Text shown |

---------------

Rock ‘Em, Sock ‘Em Swordfighting
Nihon Falcom, a Japanese developer, isn’t well-known in North America, but localization and publishing company XSEED Games hopes to change that. XSEED is currently publishing games from two major Falcom series, the epic RPG series Legend of Heroes and the action RPG series Ys (pronounced “Yees.”) Ys I & II Chronicles takes gamers to the beginning of the Ys series, introducing us to the courageous wandering flame-haired swordsman, Adol Christin. The two games basically tell a single story, with Ys II beginning immediately after the end of Ys I.
Ys I begins with Adol shipwrecked on a small island kingdom that has been isolated from the rest of the world by a mysterious “stormwall.” There’s the matter of a rampaging demon army to take care of, and Adol sets off to defeat the demons on a journey that will lead him to the mysterious Land of Ys in Ys II. The story is told in snippets, with just enough (and sometimes not enough) information to drive the player forward to the next goal. Fortunately, XSEED has done its usual solid localization job, allowing the personalities of the various colorful characters populating the world to shine through without going over the top with wackiness or Western cultural references. Although the player never spends much time with the secondary characters in the world of Ys, many of them are interesting and memorable, not to mention carefully cataloged in the game’s “notes” menu.
Ys I and II Chronicles looks rather nice for a remake of two games that came out about twenty years ago. Still character portraits and backgrounds feature lovely, anime-style artwork. The towns, character sprites, and monsters are very crisp considering their small size, and some of the boss designs are appropriately grotesque. The wilderness and dungeon tilesets aren’t anything special, but they set the mood for the areas they’re depicting. Unfortunately, they’re also quite repetitive within areas, which doesn’t help when a player gets lost in the sprawling dungeons.
The sound design of the games is a standout, particularly for fans of 1980’s metal music. There are three soundtracks to choose from, but the version created especially for this port by Falcom’s in-house rock band is the highest quality and the most fun to listen to. It’s worth wearing headphones while playing the game, particularly for the metal tracks that play in the game’s combat-oriented areas. They contrast nicely with the haunting pieces that play during slower parts of the game, and add a sense of dynamism to the adventure. The sound effects in battle do what they should, providing satisfying collision sounds when Adol slams into an enemy. There is no voice acting in Ys I and II Chronicles, but considering the large cast of characters with only small amounts of dialogue amongst them, voice acting doesn’t feel necessary.
As it’s an action RPG, the heart of Ys I & II Chronicles is the battle system, which is refreshingly different from the norm. In order to damage enemies with his sword, Adol simply needs to slam into them, no button presses involved. If he hits them head-on, he takes damage, but if he hits them from the back, sides, or at an angle, he does damage. The enemies do their best to attack Adol head-on, so it can be challenging not to take damage. It’s important to learn to kill enemies without taking damage, because the player’s health will not regenerate in dungeons without an HP-regen item equipped, and HP recovery items are in short supply. Fortunately, with practice the player will become adept at the combat system, and there is a simple joy to be found in plowing sideways into hordes of demons. There are also several difficulty levels to choose from, assisting both reflex-impaired gamers and those seeking a hard-core challenge.

---------------

Problem 1 |
Using the Ys I & II Chronicles review, answer each question briefly.
(a) How many soundtracks can players choose from?
(b) Where is Adol shipwrecked at the start of Ys I?
(c) What happens to Adol when he hits an enemy head-on?
Problem 2 |
Decide whether each statement agrees with the Ys I & II Chronicles review. Answer yes or no, and quote the words from the review that settle it.
(a) The game includes voice acting.
(b) Ys II picks up right after Ys I ends.
(c) In dungeons, the player's health regenerates even without any special item.

Collected material |
---------------

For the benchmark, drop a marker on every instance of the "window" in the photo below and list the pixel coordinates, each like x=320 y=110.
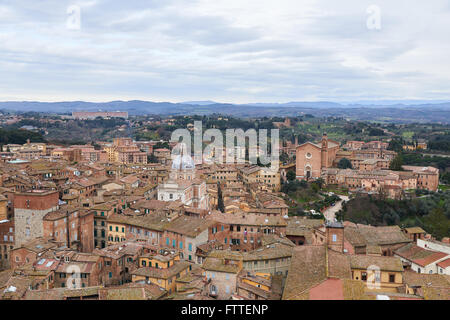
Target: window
x=364 y=276
x=392 y=278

---------------

Exercise answer 1 |
(a) Three.
(b) On a small island kingdom cut off from the rest of the world by a mysterious "stormwall."
(c) He takes damage.

Exercise answer 2 |
(a) No: "There is no voice acting in Ys I and II Chronicles"
(b) Yes: "with Ys II beginning immediately after the end of Ys I"
(c) No: "the player’s health will not regenerate in dungeons without an HP-regen item equipped"